*** GIVEN RECORDS

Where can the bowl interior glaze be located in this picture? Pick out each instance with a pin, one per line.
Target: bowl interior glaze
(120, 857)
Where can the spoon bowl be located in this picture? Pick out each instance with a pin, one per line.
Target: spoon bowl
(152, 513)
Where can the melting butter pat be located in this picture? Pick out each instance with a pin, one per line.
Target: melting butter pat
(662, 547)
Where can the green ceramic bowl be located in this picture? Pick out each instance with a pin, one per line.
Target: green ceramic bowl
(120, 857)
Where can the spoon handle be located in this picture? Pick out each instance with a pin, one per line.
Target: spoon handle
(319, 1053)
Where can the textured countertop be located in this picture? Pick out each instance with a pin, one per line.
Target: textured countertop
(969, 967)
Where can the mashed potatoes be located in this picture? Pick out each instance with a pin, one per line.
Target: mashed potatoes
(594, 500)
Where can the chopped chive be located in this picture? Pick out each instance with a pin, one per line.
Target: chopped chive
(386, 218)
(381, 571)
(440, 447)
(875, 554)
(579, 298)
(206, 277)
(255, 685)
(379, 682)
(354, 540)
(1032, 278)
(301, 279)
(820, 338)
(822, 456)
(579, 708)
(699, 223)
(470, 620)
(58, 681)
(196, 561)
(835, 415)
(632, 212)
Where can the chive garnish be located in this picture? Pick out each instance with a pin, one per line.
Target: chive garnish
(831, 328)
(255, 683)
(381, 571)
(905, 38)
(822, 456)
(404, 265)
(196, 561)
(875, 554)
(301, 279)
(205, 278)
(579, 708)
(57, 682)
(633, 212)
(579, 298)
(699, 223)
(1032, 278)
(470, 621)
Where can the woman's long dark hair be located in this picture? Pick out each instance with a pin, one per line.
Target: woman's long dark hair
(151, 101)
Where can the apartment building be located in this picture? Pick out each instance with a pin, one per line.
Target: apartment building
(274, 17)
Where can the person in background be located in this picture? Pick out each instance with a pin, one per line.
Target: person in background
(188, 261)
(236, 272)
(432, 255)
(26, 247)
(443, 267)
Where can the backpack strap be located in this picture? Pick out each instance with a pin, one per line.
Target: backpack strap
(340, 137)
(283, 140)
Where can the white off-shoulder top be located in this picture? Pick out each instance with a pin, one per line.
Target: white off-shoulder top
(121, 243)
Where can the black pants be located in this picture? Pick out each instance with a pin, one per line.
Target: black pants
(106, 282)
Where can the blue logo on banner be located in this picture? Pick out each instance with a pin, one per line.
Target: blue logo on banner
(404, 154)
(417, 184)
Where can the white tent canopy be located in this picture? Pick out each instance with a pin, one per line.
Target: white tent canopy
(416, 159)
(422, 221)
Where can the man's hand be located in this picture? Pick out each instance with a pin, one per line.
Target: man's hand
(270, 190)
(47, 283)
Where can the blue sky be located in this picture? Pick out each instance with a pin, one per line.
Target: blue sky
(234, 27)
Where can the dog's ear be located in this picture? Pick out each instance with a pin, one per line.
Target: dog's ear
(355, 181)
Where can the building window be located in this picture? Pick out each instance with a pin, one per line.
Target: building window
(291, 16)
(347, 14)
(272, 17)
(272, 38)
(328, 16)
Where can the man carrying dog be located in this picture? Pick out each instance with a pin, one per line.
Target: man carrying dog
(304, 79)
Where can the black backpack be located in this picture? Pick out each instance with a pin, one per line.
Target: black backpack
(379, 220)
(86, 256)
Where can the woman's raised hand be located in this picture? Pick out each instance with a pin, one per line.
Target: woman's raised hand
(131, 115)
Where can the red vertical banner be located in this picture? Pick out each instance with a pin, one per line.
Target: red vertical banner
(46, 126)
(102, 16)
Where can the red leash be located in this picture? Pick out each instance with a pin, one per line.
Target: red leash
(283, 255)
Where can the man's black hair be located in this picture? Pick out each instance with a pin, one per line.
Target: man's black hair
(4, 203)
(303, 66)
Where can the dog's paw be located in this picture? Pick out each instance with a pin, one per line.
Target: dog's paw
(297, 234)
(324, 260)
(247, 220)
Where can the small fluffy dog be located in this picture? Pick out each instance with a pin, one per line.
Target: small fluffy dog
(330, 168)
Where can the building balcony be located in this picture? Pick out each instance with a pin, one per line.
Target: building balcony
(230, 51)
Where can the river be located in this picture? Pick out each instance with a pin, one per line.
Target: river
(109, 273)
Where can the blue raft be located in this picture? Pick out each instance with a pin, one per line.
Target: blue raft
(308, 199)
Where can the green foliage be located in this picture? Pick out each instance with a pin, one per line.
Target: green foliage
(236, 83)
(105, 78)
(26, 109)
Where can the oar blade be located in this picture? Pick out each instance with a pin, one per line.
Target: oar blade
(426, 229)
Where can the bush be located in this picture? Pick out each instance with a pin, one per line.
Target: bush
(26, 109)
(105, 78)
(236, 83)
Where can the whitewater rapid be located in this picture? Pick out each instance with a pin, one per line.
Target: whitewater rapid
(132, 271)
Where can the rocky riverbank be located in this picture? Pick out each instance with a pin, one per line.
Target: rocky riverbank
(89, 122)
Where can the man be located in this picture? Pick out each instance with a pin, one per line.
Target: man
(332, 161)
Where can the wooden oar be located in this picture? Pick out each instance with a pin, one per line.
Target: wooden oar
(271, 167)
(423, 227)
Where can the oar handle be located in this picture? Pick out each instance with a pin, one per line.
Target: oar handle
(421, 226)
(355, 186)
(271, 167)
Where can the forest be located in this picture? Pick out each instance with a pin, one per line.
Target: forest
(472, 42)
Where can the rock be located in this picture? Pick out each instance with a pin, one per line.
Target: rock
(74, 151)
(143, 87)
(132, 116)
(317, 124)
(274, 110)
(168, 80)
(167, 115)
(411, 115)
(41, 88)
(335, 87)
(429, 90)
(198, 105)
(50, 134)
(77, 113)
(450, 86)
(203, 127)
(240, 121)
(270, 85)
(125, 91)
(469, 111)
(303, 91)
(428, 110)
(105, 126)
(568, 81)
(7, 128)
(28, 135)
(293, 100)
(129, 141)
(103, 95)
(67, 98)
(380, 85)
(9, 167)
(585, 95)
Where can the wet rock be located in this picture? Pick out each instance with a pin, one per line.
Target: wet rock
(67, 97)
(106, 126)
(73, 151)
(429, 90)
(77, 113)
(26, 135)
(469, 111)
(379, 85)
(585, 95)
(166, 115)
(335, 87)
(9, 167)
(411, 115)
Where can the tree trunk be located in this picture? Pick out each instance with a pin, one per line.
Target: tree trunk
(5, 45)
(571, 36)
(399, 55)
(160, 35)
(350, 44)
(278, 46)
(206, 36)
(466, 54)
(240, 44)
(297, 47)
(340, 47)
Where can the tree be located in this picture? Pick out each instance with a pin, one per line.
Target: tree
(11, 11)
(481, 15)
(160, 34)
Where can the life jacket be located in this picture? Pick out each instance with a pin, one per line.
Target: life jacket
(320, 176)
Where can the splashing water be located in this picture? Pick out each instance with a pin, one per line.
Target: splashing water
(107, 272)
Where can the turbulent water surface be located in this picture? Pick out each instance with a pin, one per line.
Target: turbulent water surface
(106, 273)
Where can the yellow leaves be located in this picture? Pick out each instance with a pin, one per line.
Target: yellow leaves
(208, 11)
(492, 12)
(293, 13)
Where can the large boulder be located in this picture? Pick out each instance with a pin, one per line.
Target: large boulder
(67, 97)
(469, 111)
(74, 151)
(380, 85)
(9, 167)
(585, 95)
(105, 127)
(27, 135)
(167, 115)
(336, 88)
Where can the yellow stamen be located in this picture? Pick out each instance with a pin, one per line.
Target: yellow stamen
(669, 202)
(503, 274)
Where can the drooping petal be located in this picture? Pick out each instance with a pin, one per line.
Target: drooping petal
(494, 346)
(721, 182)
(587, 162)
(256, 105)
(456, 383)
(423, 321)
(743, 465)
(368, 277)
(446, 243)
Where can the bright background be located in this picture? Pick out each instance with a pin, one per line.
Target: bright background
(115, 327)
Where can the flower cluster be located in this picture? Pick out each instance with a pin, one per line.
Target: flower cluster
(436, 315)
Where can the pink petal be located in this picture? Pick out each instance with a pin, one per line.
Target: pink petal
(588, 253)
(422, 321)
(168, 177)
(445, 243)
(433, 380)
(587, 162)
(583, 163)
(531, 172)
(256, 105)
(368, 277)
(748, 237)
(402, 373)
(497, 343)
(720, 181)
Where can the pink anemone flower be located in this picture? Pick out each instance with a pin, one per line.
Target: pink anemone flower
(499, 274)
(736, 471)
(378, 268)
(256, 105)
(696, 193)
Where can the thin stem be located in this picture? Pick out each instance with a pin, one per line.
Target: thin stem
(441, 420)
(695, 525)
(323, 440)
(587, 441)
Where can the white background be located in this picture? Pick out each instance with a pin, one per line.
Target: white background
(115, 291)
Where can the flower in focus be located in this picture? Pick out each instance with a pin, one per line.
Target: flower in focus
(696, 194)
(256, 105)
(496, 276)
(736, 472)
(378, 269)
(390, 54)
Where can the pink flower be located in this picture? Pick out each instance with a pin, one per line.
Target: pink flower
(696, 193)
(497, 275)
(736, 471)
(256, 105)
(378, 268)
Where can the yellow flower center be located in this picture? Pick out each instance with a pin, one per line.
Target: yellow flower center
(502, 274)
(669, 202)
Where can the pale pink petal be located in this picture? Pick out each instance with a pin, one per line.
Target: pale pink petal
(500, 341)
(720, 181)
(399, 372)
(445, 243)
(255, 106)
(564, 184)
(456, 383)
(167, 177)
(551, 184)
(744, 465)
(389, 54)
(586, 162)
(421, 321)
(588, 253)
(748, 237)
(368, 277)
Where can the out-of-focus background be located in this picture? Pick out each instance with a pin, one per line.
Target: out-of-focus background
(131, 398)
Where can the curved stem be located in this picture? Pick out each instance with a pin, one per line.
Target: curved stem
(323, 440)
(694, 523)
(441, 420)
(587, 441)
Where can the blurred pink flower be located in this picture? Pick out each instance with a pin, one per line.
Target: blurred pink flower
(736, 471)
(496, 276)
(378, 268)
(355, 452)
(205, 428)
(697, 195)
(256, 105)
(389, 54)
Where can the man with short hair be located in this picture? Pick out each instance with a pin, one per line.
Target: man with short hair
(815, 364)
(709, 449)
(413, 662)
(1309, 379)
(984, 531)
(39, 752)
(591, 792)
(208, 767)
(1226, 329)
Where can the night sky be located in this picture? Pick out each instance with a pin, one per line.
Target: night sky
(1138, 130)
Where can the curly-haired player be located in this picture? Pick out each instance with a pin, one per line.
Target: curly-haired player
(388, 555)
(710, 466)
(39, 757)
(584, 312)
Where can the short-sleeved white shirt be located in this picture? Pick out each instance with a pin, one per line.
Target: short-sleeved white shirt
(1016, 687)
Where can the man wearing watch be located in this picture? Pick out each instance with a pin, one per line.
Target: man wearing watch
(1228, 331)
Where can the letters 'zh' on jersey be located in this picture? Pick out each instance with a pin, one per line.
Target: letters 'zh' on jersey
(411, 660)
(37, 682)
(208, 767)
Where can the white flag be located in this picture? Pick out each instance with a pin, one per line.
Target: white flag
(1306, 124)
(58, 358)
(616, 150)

******

REQUIRED WORK:
What are the lines above, starting at the one with "Where can the melting" and ending at the one with "Where can the spoon handle"? Give them again exactly, and only them.

YOUR RESPONSE:
Where can the melting butter pat be located in this picture? Pick out each instance with a pin, one per line.
Target: melting butter pat
(662, 547)
Where can the green ceramic bowl be located in this picture? Pick out each instance with a pin, one per line.
Target: green ceramic bowl
(120, 857)
Where can the spoon handle be located in this picture? Pick out each instance with a pin, one per line.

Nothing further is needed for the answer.